• GIVEN INSTRUCTION:
Substitute "nonzero" for "even-odd" everywhere it occurs in the entries below, and reproduce everything else unchanged without the pictures.

★ ★ ★

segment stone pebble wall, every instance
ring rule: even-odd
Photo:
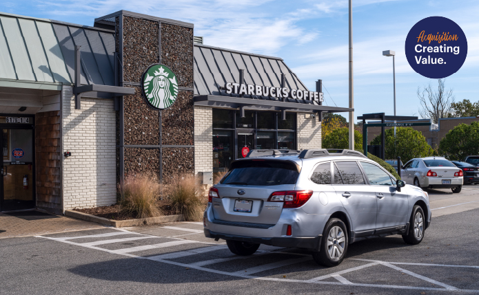
[[[81,98],[74,109],[71,87],[63,87],[63,209],[116,202],[115,111],[113,100]]]
[[[316,118],[305,118],[306,113],[296,113],[298,149],[321,148],[321,122]]]
[[[148,107],[141,94],[141,87],[135,94],[124,96],[125,144],[159,144],[159,111]]]
[[[141,83],[146,69],[159,63],[159,29],[157,21],[123,16],[124,81]]]
[[[193,92],[180,90],[172,106],[162,111],[162,144],[193,145]]]
[[[125,148],[125,175],[145,173],[159,177],[159,149]]]
[[[161,24],[161,63],[178,78],[181,87],[193,87],[193,28]]]

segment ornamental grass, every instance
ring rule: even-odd
[[[161,184],[156,177],[148,175],[128,176],[119,190],[123,197],[120,201],[122,214],[144,219],[163,215],[157,200]]]
[[[176,176],[168,182],[165,193],[172,210],[187,221],[201,221],[206,207],[204,189],[193,175]]]

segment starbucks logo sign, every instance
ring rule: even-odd
[[[143,74],[141,82],[143,97],[154,109],[167,109],[176,100],[176,75],[165,65],[150,66]]]

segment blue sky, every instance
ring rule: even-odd
[[[347,1],[2,0],[0,8],[87,25],[122,9],[193,23],[207,45],[281,57],[310,89],[323,79],[327,105],[348,106]],[[416,22],[431,16],[451,19],[465,32],[467,58],[446,87],[456,100],[478,101],[478,12],[477,1],[353,0],[355,117],[393,113],[392,58],[382,56],[386,50],[396,52],[397,114],[418,116],[418,87],[437,82],[411,68],[405,40]]]

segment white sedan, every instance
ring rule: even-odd
[[[401,179],[422,188],[462,188],[462,171],[442,157],[412,159],[401,168]]]

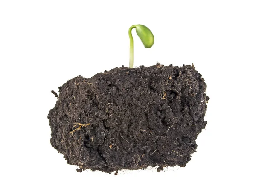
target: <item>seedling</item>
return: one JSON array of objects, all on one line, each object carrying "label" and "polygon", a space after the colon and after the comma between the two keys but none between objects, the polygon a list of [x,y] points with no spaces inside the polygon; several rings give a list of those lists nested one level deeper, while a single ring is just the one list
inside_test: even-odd
[{"label": "seedling", "polygon": [[140,39],[143,45],[146,48],[150,48],[154,44],[154,37],[152,32],[145,26],[142,25],[134,25],[129,28],[129,37],[130,37],[130,68],[133,68],[134,48],[133,38],[131,34],[131,30],[135,28],[137,35]]}]

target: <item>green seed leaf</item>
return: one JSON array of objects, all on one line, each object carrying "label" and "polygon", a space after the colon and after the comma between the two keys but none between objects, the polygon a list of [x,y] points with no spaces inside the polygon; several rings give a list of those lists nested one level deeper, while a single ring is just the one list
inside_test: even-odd
[{"label": "green seed leaf", "polygon": [[143,45],[146,48],[150,48],[154,44],[154,35],[149,29],[142,25],[136,25],[137,34],[140,39]]}]

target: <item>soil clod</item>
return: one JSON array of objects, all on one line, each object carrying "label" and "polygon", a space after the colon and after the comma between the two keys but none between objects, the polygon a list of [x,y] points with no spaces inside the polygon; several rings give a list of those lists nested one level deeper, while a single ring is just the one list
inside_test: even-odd
[{"label": "soil clod", "polygon": [[207,124],[195,68],[122,67],[68,81],[48,116],[52,145],[79,172],[185,166]]}]

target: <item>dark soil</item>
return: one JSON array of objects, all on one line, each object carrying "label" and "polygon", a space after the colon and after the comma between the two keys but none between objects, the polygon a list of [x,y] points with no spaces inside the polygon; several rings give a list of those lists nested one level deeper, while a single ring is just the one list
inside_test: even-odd
[{"label": "dark soil", "polygon": [[207,123],[206,88],[193,65],[79,76],[59,88],[51,143],[83,170],[185,166]]}]

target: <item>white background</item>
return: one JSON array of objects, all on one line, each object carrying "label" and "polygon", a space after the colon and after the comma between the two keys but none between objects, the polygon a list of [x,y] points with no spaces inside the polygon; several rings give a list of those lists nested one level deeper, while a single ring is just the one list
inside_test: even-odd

★ ★ ★

• WRITTEN SOLUTION:
segment stone pebble wall, every instance
ring rule: nonzero
Photo:
[[[81,98],[74,109],[71,87],[63,87],[63,209],[116,202],[115,111],[113,100]]]
[[[316,118],[305,118],[306,113],[296,113],[298,149],[321,148],[321,122]]]
[[[148,107],[141,94],[141,87],[135,94],[124,96],[125,144],[159,144],[159,111]]]
[[[141,83],[146,69],[159,63],[159,29],[157,21],[123,16],[124,81]]]
[[[193,92],[180,90],[172,106],[162,111],[162,144],[193,145]]]
[[[125,148],[125,175],[145,173],[159,177],[159,149]]]
[[[161,24],[161,63],[178,78],[181,87],[193,87],[193,28]]]

segment ornamental grass, every instance
ring rule: nonzero
[[[161,184],[156,177],[148,175],[128,176],[119,190],[123,197],[120,201],[122,214],[144,219],[163,215],[157,200]]]
[[[176,176],[168,182],[165,193],[172,210],[187,221],[201,221],[206,207],[204,189],[193,175]]]

segment starbucks logo sign, every instance
ring rule: nonzero
[[[143,74],[141,82],[143,97],[154,109],[167,109],[176,100],[176,75],[165,65],[150,66]]]

segment blue sky, every instance
ring rule: nonzero
[[[347,1],[2,0],[0,8],[87,25],[122,9],[193,23],[207,45],[281,57],[310,89],[323,79],[327,105],[348,106]],[[416,22],[431,16],[451,19],[465,32],[467,58],[446,87],[456,100],[478,101],[478,12],[477,1],[353,0],[355,117],[393,113],[392,58],[382,56],[386,50],[396,52],[397,114],[418,116],[418,87],[437,82],[411,68],[405,40]]]

segment white sedan, every instance
ring rule: nonzero
[[[401,179],[422,188],[462,188],[462,171],[442,157],[412,159],[401,168]]]

target: <item>seedling</item>
return: one JSON array of objects, all on one line, each object carrying "label" and "polygon", a space after the colon and after the comma between the two keys but none between objects, the polygon a list of [x,y] points with no spaces inside the polygon; several rings give a list of those lists nested one level deeper, while a single ring is just the one list
inside_test: nonzero
[{"label": "seedling", "polygon": [[140,39],[143,45],[146,48],[150,48],[154,44],[154,37],[152,32],[145,26],[142,25],[134,25],[129,28],[129,37],[130,37],[130,68],[133,68],[134,48],[133,38],[131,34],[131,30],[135,28],[137,35]]}]

target: <item>green seed leaf</item>
return: one JSON array of objects, all on one line, each object carrying "label" and "polygon", a space after the colon and after the comma between the two keys but none between objects, the polygon a list of [x,y] points with no spaces inside the polygon; several rings give a list of those lists nested one level deeper, while a single ring is just the one list
inside_test: nonzero
[{"label": "green seed leaf", "polygon": [[143,45],[146,48],[150,48],[154,44],[154,35],[149,29],[142,25],[136,25],[137,34],[140,39]]}]

target: <item>soil clod</item>
return: one JSON array of objects, all on one line, each object carrying "label" and "polygon", a space after the colon and after the comma between the two keys but none between objects, the polygon a list of [x,y] points with no spaces inside the polygon; several rings give a list of those lists nested one level deeper, while a single ring is just the one list
inside_test: nonzero
[{"label": "soil clod", "polygon": [[207,124],[195,68],[122,67],[68,81],[48,116],[52,145],[79,172],[185,166]]}]

target: <item>dark soil</item>
return: one JSON array of objects, all on one line, each object carrying "label" and "polygon", a space after the colon and after the comma between the two keys but none between objects, the polygon a list of [x,y] points with no spaces inside the polygon; several rings give a list of those lists nested one level deeper, while a single ring is just the one list
inside_test: nonzero
[{"label": "dark soil", "polygon": [[207,123],[206,88],[193,65],[79,76],[59,88],[51,143],[83,170],[185,166]]}]

target: <item>white background</item>
return: one JSON array of objects, all on one line, each object carrying "label" and "polygon", a space after the colon and after the comma between the two keys but none between objects, the polygon a list of [x,y] points with no spaces inside the polygon; several rings give a list of those lists nested one level deeper, while a single ring is just the one list
inside_test: nonzero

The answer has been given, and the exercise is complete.